— Start of DATASET ROWS —

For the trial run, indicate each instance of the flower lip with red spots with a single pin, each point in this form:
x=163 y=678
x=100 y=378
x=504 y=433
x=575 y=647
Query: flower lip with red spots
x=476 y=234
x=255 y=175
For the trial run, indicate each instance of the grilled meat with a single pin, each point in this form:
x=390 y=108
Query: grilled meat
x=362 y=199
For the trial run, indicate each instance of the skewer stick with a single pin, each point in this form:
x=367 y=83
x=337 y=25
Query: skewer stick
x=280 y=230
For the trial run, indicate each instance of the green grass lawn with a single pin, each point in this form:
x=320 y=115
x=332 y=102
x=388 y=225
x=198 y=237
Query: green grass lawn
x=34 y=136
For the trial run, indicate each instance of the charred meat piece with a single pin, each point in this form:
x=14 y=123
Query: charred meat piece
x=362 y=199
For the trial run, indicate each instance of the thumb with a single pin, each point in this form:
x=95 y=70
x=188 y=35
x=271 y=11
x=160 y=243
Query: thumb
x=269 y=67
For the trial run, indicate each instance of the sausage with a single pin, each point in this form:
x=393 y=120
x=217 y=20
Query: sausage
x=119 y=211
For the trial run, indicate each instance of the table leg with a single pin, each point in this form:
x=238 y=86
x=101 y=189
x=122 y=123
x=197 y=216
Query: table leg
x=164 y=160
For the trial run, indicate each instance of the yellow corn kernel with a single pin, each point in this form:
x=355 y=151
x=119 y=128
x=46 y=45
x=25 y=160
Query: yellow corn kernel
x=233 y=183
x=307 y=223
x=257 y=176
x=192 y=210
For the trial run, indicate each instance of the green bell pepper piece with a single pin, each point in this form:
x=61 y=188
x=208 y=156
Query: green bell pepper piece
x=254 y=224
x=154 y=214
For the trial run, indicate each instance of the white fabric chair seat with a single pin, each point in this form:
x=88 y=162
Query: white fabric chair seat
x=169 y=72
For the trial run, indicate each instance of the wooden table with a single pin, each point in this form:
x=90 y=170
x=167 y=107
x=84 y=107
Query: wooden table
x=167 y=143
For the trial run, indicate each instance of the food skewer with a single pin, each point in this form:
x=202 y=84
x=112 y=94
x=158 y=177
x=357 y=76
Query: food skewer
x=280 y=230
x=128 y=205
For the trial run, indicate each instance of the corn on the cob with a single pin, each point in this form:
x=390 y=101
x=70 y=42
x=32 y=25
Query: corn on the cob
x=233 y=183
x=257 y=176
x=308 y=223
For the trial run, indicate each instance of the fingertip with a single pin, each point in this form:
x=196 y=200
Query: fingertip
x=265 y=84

— End of DATASET ROWS —

- TO DO
Copy out the stretch of the data above from the line containing "For the trial run, indicate each instance of the table" through the line containing "x=154 y=214", reproducing each line without alteration.

- PROBLEM SOLUTION
For the trial run, indicate each instance of the table leg with a single pin, each point in this form:
x=238 y=86
x=101 y=189
x=122 y=123
x=197 y=216
Query: table leg
x=164 y=160
For the trial run, indicate each instance of the yellow corn kernel with a single pin, each point in this form:
x=355 y=151
x=119 y=128
x=46 y=45
x=25 y=160
Query: yellow corn kernel
x=233 y=183
x=307 y=223
x=257 y=176
x=192 y=210
For the trial run, indicate each instance of the green bell pepper piece with a single pin, each point in this form:
x=61 y=188
x=208 y=156
Query: green bell pepper piece
x=254 y=224
x=154 y=214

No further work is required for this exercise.